SUPPLIED PASSAGE:
++++++++++
10:30 AM - Today's my 23rd Birthday! Temperature about 50 or so. Rainy and misty; much like all those cool pictures of the highlands and such. I went outside and hopped on the bike and read more from Stewart Lee Allen's The Devil's Cup. Today's 70+ pages I read were really interesting. They centered on the Islamic World and the Christendom during the 15th-17th centuries and the various rules and laws enacted with regards to coffee drinking. There was an interesting passage about Murad IV, an Islamic ruler in the early 1600s that actually went out at night in disguise to the various cafes in Istanbul to root out enemies. He was chronically driven by a fear of being killed and targeted (as any ruler probably would be, eh?) and in the process of going to cafes and taverns he found that most of the people in taverns were simply drunk off their butts and talking incoherently or about nothing of importance. On the other hand, the cafes were frequented by intellectuals that he feared were plotting the undoing of government. He went so far to make it punishable by death and beheading of anyone visiting a cafe, drinking coffee, growing a coffee plant, or found with coffee beans on their person. In addition, no coffee was allowed to be exported from the Turkish Empire. Up until the early 1700s, the Islamic World maintained its monopoly on the yummy stimulant.
++++++++++
WHAT YOU WILL DO: Continue the birthday diary passage about coffee's history from its final sentence.

MATERIAL SUPPLIED:
++++++++++
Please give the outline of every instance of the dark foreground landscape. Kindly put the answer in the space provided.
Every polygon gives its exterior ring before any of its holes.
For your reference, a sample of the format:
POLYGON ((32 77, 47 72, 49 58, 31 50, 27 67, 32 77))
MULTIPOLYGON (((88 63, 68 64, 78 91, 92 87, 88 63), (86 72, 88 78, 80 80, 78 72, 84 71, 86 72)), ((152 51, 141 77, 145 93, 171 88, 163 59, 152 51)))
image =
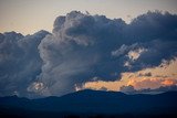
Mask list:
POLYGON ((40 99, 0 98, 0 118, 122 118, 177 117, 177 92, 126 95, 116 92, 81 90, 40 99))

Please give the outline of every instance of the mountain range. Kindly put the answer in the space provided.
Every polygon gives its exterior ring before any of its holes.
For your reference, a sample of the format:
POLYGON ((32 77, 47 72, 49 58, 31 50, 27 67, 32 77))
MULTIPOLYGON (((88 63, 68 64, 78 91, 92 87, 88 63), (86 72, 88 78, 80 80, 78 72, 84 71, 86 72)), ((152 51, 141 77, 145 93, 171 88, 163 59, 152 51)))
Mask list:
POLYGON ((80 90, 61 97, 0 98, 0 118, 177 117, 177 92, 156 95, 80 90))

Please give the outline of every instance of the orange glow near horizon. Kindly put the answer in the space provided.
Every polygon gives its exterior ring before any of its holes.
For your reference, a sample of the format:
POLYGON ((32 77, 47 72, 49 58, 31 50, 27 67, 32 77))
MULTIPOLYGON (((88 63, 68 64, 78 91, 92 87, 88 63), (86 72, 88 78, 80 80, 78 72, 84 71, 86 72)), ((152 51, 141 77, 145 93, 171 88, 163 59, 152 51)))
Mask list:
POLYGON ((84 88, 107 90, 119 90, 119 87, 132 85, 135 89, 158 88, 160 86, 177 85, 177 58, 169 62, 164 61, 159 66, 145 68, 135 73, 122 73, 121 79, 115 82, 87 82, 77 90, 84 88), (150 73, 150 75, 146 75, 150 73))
++++++++++
REPLY TO THE EXERCISE:
Total Time: 1:00:30 Total Distance: 20 miles
"Since hot beverages were rare and water unsafe, workers took midmorning beer breaks. Beer for breakfast, ale for lunch, stout with dinner, and a few mugs in between. The average Northern European, including women and children, drank three liters of beer a day. That's almost two six-packs, but often the beer had a much higher alcoholic content. People in positions of power, like police, drank much more. Finnish soldiers were given a ration of five liters of strong ale a day (as much alcohol as about seven six-packs, or about forty cans)."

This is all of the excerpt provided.